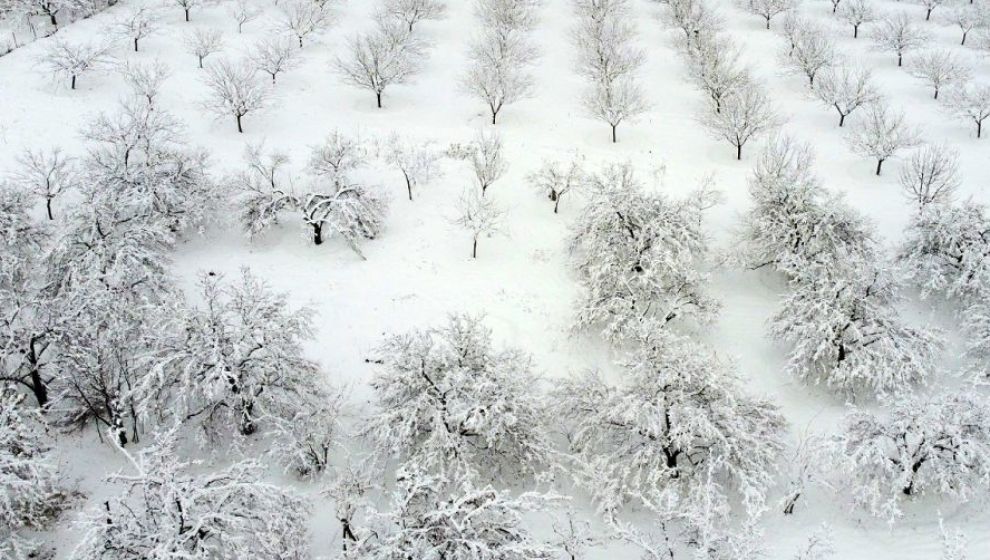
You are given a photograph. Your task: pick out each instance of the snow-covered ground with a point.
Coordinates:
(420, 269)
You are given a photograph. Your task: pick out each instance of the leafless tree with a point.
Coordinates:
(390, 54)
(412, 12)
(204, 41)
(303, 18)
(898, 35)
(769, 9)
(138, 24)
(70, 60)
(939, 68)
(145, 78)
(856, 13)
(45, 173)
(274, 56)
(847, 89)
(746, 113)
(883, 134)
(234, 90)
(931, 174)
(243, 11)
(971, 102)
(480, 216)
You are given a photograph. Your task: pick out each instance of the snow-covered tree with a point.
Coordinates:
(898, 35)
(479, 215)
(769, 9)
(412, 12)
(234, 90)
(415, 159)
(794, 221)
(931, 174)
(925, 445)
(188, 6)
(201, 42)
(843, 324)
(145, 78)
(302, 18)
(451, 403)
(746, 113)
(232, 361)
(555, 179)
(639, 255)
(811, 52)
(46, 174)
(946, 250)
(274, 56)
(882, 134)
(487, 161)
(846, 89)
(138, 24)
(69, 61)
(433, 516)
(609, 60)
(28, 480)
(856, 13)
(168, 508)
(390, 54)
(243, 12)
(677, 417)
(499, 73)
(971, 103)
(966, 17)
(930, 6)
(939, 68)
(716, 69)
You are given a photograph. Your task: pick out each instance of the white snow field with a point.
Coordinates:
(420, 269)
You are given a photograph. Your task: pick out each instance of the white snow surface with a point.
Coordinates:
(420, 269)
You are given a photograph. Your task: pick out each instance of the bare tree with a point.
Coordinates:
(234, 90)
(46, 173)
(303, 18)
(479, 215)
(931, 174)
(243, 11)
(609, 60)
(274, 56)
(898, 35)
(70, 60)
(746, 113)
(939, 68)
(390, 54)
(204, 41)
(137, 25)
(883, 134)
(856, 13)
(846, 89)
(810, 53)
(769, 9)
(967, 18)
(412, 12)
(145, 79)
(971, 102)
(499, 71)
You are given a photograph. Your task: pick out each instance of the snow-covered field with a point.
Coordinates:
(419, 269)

◆ Set problem
Please reproduce all of the lines above word for word, but leave out the picture.

◆ Exercise answer
You are given a photograph. Your task: pick out each instance of the snow-covered ground with a point.
Coordinates:
(420, 269)
You are given a photograph. Your task: pick out each instance of the leafless tree with a point.
Coordinates:
(390, 54)
(412, 12)
(204, 41)
(303, 18)
(898, 35)
(769, 9)
(138, 24)
(70, 60)
(939, 68)
(145, 78)
(856, 13)
(45, 173)
(274, 56)
(847, 89)
(746, 113)
(883, 134)
(234, 90)
(931, 174)
(243, 11)
(971, 102)
(480, 216)
You are given a photograph. Your task: pick out each instance of the snow-covered tree with a point.
Coordinates:
(898, 35)
(479, 215)
(769, 9)
(412, 12)
(234, 90)
(415, 159)
(794, 221)
(931, 174)
(925, 445)
(188, 6)
(201, 42)
(843, 324)
(145, 78)
(302, 18)
(451, 403)
(746, 113)
(232, 361)
(555, 179)
(639, 255)
(811, 52)
(46, 174)
(946, 250)
(274, 56)
(882, 134)
(487, 161)
(846, 89)
(138, 24)
(69, 61)
(433, 516)
(609, 60)
(28, 480)
(856, 13)
(168, 508)
(390, 54)
(243, 12)
(677, 417)
(499, 73)
(971, 103)
(966, 17)
(930, 6)
(939, 68)
(716, 69)
You are given a photograph. Your task: pick out each instance of the white snow field with a point.
Coordinates:
(420, 269)
You are given a photograph. Your task: pick out each instance of the white snow surface with a point.
Coordinates:
(420, 269)
You are given a photograph. Your task: pick out each instance of the bare tree with a point.
Coordinates:
(234, 90)
(46, 173)
(303, 18)
(479, 215)
(931, 174)
(243, 11)
(609, 60)
(274, 56)
(898, 35)
(70, 60)
(746, 113)
(939, 68)
(390, 54)
(204, 41)
(137, 25)
(883, 134)
(856, 13)
(846, 89)
(810, 53)
(769, 9)
(967, 18)
(412, 12)
(145, 79)
(971, 102)
(499, 71)
You are given a photograph. Your task: pick out each instance of the snow-covered field with a point.
Coordinates:
(419, 269)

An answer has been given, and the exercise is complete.